------ EXERCISE INPUTS

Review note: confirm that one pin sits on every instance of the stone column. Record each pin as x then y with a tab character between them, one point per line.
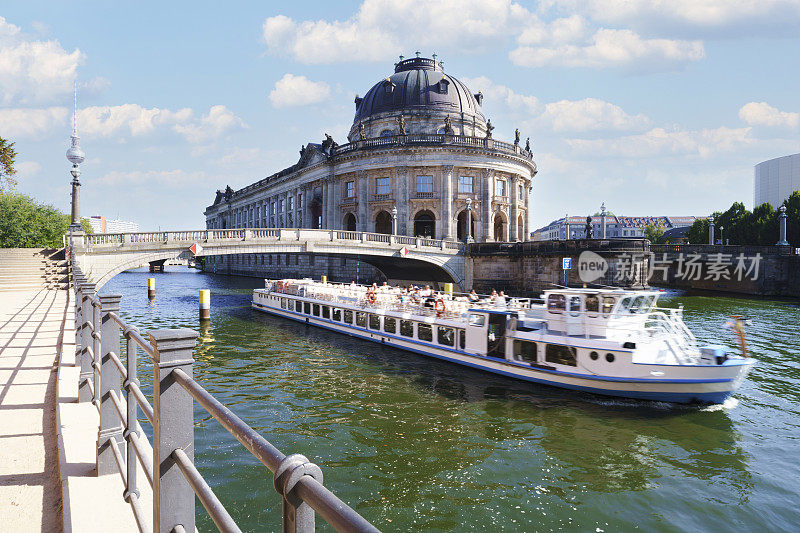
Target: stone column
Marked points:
401	184
513	234
362	193
486	206
447	202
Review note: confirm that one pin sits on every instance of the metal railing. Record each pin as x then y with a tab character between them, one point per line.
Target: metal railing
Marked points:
169	468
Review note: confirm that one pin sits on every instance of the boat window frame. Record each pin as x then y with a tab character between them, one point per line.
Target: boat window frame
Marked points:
440	337
403	328
556	303
520	355
371	318
428	328
555	353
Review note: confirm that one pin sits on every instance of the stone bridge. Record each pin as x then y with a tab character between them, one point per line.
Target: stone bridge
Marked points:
102	256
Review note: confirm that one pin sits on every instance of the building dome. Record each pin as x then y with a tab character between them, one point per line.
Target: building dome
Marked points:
419	85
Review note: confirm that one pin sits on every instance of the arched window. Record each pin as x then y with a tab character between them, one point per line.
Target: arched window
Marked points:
349	222
383	223
425	224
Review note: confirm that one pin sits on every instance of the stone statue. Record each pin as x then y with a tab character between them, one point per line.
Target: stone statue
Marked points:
448	126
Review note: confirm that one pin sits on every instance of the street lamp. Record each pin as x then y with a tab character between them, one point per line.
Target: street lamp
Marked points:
468	221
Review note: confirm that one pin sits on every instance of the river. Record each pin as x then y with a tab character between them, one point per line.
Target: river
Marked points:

------------

[GOAL OF THE EXERCISE] Pick out all lines from the data above in which the word "statue" appears.

[RESULT FOR THIS TASK]
Review note: confirm that one pin sits on every instance of the stone statue. Record each pin as x then y with a tab character between them, one point per line.
Target: stone statue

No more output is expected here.